*Pointing dataset excerpts*
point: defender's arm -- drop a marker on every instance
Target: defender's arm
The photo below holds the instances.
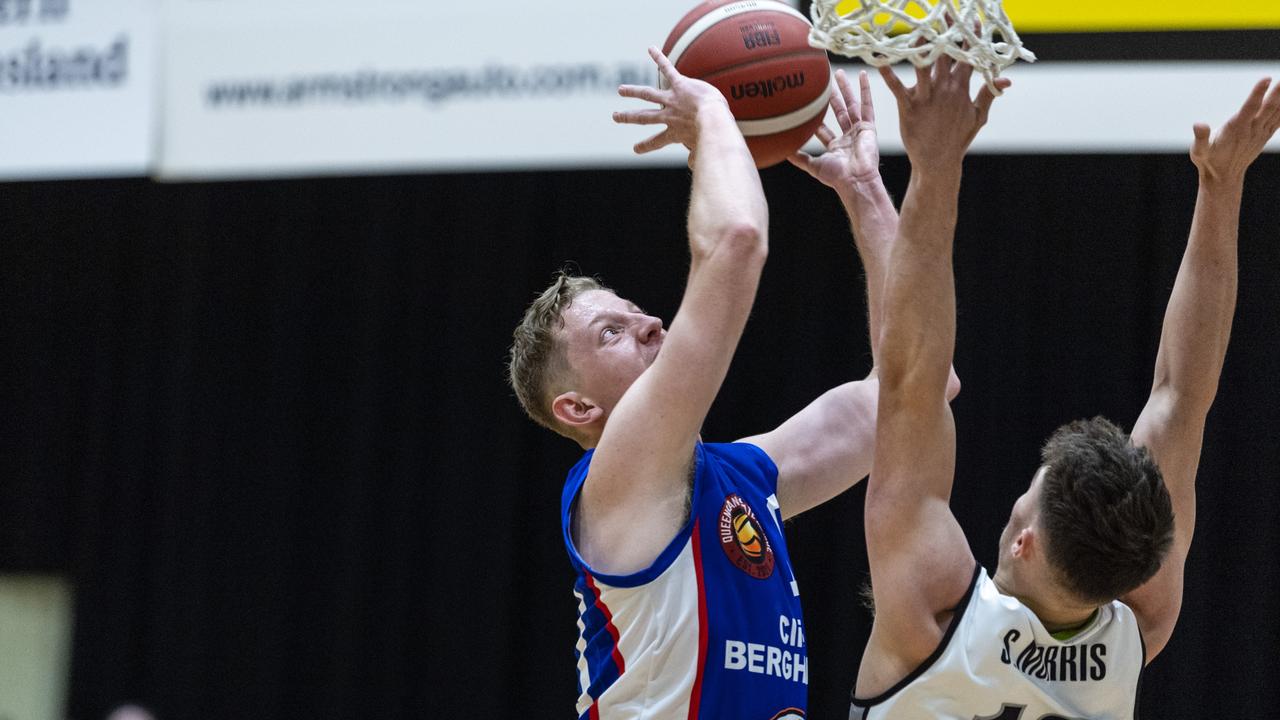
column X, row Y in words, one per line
column 919, row 559
column 828, row 446
column 1193, row 342
column 634, row 496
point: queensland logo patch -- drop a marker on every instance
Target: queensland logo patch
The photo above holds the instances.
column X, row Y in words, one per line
column 743, row 538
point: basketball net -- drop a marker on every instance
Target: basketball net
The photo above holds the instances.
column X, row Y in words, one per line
column 883, row 32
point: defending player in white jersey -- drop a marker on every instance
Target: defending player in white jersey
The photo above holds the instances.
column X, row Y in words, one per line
column 1089, row 582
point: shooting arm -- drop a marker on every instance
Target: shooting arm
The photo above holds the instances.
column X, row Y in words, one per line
column 634, row 496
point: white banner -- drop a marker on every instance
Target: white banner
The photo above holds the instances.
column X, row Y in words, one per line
column 77, row 87
column 287, row 87
column 283, row 87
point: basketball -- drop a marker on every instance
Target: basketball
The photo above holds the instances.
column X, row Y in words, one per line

*What this task involves*
Omit the pictures. Output every record above word for word.

*Exercise result*
point: defender's arm -- drop a marker on every instance
Target: defender's arm
The photo below holds the instances.
column X, row Y in words, one per line
column 919, row 559
column 828, row 446
column 1193, row 342
column 634, row 496
point: queensland logo patch -- drop a marker on every instance
Target: queensland logo patch
The photo above holds the instances.
column X, row Y in words, one per line
column 743, row 538
point: basketball net -- drop a marker on every instance
Target: basketball net
The photo above holds the instances.
column X, row Y in words, one per line
column 883, row 32
point: defending player in white jersey -- drop a marker on every instance
Target: defending player in white jersey
The photo above holds the instances.
column X, row Y in words, one per line
column 1089, row 582
point: shooting arm -- drop a marker on every instance
Target: shooting arm
The photo above holds the instances.
column X, row Y in words, one per line
column 634, row 496
point: white banner -- drop a marker on every instance
Target: white banner
The photo above holds the instances.
column X, row Y in words, one per line
column 77, row 87
column 287, row 87
column 283, row 87
point: basketball -- drop a marker on every instance
Target: basketball
The photo above holds the instances.
column X, row Y in words, one per line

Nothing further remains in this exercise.